Text for analysis ▸
* * *
It seems to me that students are choosing courses that they can do well in without working too hard. Passion, a very popular term here in CC, doesn’t seem to have much to do with reality on the ground.

What difference does it make if communications is an easier major than chemistry, if I’m staffing my public relations department and need a communications or journalism or English major? The chemistry major simply won’t do me any good. You keep forgetting about all the non-STEM jobs needed to run a business.

@Pizzagirl : Aside from comparing the two majors, I think the suggestion being thrown around is that even communications or journalism folks should be trained well. Technically, the jobs don’t need those specific majors are not needed for the non-STEM jobs, but just need certain skill sets. One would want to make sure they are actually getting said students. However, I am honestly sure that companies hiring those majors have to more so rely upon the extracurricular endeavors of the students to make a hiring decision in which case major will not matter. I’ve know many English and Political Science majors end up with jobs in journalism, consulting etc. In a few cases, these friends were helped by taking instructors that really taught them how to think and write, but in many, they were kind of just slated to be successful due to EC engagements (that they may have had even before starting college). I think for STEM, the level of training in the major matters more because it can affect performance in STEM related ECs such as research. It seems a few students at elite colleges are well aware of this pattern and ultimately choose a chill major that allows them to make high grades and engage in marketable ECs. So with something like communications, they may have no intent in having a career related to that but may instead go into business related majors.
* * *
What this exercise asks ▸
1. Answer these questions about the forum discussion on college majors:
(a) Which popular term on CC does the first post say has little to do with reality on the ground?
(b) Which majors would be needed to staff a public relations department, according to the second post?
(c) The third post mentions friends who ended up in journalism, consulting, and similar jobs. What majors did those friends have?
2. Proceed with the forum discussion on college majors, picking up right after its final sentence.
* * *
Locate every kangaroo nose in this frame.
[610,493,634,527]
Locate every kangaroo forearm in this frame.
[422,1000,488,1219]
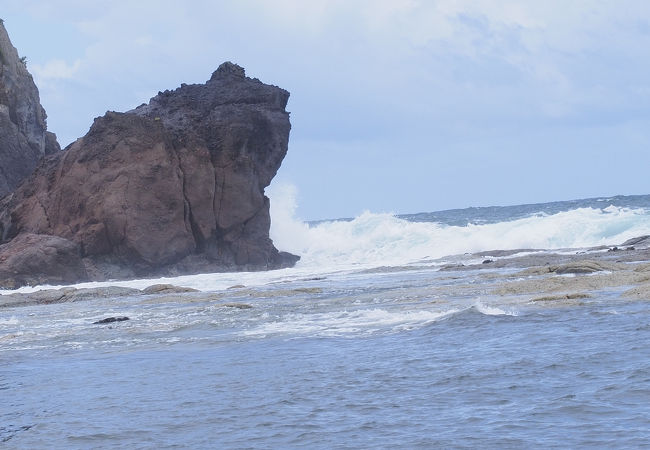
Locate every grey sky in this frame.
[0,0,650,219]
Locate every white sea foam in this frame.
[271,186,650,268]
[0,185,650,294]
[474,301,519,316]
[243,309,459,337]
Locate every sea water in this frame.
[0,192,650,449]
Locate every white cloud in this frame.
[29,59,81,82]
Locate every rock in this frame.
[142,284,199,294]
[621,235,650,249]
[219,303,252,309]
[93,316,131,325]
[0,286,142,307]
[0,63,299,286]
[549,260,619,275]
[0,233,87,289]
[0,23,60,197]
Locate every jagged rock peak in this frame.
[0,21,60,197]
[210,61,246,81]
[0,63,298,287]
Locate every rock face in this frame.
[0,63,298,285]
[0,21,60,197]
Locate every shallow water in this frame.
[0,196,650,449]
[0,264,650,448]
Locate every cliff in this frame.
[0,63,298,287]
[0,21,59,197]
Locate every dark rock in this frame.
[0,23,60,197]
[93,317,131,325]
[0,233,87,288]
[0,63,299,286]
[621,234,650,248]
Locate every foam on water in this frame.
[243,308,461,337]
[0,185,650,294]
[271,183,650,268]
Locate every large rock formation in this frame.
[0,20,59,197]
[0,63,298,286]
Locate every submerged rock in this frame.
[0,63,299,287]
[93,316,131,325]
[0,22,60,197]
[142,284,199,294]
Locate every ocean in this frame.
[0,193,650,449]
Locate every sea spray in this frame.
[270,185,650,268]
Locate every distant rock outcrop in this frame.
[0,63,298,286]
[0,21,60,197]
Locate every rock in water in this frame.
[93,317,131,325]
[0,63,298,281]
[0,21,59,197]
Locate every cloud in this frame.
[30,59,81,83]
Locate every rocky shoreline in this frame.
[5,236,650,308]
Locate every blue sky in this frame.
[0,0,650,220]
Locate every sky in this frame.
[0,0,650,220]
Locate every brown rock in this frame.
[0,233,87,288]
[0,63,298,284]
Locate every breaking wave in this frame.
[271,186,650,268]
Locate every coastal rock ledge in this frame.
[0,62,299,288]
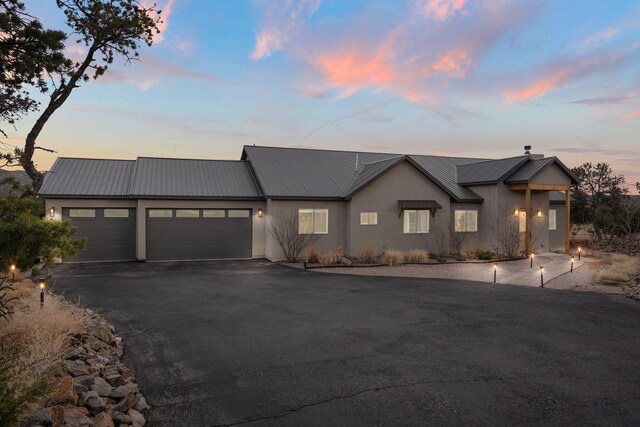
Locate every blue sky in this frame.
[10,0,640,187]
* * *
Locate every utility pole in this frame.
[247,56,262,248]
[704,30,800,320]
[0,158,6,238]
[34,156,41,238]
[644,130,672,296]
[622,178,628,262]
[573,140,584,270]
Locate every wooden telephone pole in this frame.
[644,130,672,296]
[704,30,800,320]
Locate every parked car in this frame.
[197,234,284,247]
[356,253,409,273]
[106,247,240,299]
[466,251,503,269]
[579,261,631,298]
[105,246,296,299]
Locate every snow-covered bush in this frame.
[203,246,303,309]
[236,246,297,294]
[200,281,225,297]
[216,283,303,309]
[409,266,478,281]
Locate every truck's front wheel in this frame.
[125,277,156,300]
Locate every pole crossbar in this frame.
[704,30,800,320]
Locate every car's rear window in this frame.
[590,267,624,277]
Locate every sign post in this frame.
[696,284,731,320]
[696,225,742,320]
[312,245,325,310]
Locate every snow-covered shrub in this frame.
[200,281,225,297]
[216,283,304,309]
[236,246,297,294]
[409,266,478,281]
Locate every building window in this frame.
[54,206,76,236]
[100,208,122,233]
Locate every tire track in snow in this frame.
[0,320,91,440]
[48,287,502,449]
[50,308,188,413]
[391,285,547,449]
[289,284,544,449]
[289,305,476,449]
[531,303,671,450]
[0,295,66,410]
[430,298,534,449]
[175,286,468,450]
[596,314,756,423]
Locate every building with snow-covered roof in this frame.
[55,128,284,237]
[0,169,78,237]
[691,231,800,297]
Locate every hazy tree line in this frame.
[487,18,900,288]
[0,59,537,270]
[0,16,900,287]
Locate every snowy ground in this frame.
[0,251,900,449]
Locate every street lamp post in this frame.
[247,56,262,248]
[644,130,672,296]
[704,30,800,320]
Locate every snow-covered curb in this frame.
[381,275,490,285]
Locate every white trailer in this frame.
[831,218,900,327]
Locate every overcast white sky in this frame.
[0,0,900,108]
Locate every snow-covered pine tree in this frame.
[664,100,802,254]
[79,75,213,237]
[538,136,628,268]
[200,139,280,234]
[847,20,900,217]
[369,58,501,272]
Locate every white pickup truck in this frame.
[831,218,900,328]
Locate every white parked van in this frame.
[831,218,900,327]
* * *
Set of answers ▸
1.
(a) Passion
(b) Communications, journalism, or English
(c) English and Political Science

2.
Again, aside from grades, one should worry about whether or not college students are required to think at higher levels than in previous levels of education. It seems some majors, especially social sciences and even many humanities are better at facilitating this…in theory. If the instructors make the workload too low or cognitively dull, then they may not be as successful achieving this as they otherwise would be. With STEM, too many instructors are getting students used to taking orders and jumping through hoops for a specific result. Luckily decent math and physics programs at the upper levels may be a bit better across universities at allowing for some deeper thought and a more novel approach to problems (derivations, proofs, projects, etc), but many more biology, chemistry, and neuroscience instructors need to get on board. It seems a lot of students choose those because they were great at it in their “meh” HS curriculum and bank on it being the same rote thing with more content in college, and if they select instructors correctly, they will experience just that and will go through the major without improving cognitive skills and likely with higher grades than otherwise.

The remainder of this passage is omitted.